** start of Provided records **
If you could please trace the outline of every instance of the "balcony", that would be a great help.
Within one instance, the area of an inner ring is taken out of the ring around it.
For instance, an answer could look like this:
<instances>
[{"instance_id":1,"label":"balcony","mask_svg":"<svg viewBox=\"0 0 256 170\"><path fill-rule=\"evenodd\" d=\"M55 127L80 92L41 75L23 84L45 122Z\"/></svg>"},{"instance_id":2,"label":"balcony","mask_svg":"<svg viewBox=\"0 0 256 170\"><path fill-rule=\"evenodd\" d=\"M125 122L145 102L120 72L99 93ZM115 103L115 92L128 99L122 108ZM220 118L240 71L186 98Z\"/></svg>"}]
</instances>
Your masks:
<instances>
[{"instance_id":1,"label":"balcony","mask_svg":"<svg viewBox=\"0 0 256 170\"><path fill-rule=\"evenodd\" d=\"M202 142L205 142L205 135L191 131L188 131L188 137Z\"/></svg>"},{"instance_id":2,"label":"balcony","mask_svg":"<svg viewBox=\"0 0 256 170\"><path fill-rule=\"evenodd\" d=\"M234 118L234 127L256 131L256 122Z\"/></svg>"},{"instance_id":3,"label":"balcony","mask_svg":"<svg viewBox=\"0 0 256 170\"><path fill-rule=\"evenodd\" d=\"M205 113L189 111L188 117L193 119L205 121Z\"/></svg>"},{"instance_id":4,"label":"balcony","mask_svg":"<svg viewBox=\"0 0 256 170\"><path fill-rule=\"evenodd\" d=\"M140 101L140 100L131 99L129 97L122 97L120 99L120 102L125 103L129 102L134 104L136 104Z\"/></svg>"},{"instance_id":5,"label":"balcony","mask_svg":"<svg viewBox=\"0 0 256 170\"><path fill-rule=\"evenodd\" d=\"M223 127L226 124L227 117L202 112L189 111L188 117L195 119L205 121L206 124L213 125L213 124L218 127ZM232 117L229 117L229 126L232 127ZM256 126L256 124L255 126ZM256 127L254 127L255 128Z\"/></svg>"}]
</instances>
** end of Provided records **
- [Goal] Extract, word for word, each line of the listing above.

- [The reply]
If you could please trace the outline of every instance of the "balcony", that would be a great help.
Within one instance, the area of an inner ring is taken out of the ring around it.
For instance, an answer could look like this:
<instances>
[{"instance_id":1,"label":"balcony","mask_svg":"<svg viewBox=\"0 0 256 170\"><path fill-rule=\"evenodd\" d=\"M55 127L80 92L41 75L23 84L45 122Z\"/></svg>"},{"instance_id":2,"label":"balcony","mask_svg":"<svg viewBox=\"0 0 256 170\"><path fill-rule=\"evenodd\" d=\"M125 122L145 102L120 72L99 93ZM115 103L115 92L128 99L122 108ZM220 118L240 71L186 98Z\"/></svg>"}]
</instances>
Your masks:
<instances>
[{"instance_id":1,"label":"balcony","mask_svg":"<svg viewBox=\"0 0 256 170\"><path fill-rule=\"evenodd\" d=\"M202 142L205 142L205 135L191 131L188 131L188 137Z\"/></svg>"},{"instance_id":2,"label":"balcony","mask_svg":"<svg viewBox=\"0 0 256 170\"><path fill-rule=\"evenodd\" d=\"M234 118L234 127L256 131L256 122Z\"/></svg>"},{"instance_id":3,"label":"balcony","mask_svg":"<svg viewBox=\"0 0 256 170\"><path fill-rule=\"evenodd\" d=\"M205 113L189 111L188 117L193 119L205 121Z\"/></svg>"},{"instance_id":4,"label":"balcony","mask_svg":"<svg viewBox=\"0 0 256 170\"><path fill-rule=\"evenodd\" d=\"M140 101L140 100L131 99L129 97L122 97L120 99L120 102L125 103L129 102L134 104L136 104Z\"/></svg>"},{"instance_id":5,"label":"balcony","mask_svg":"<svg viewBox=\"0 0 256 170\"><path fill-rule=\"evenodd\" d=\"M223 127L226 124L227 117L202 112L189 111L188 117L195 119L205 121L206 124L213 125L213 124L218 127ZM232 117L229 117L229 126L232 127ZM256 126L256 124L255 126ZM256 127L254 127L255 128Z\"/></svg>"}]
</instances>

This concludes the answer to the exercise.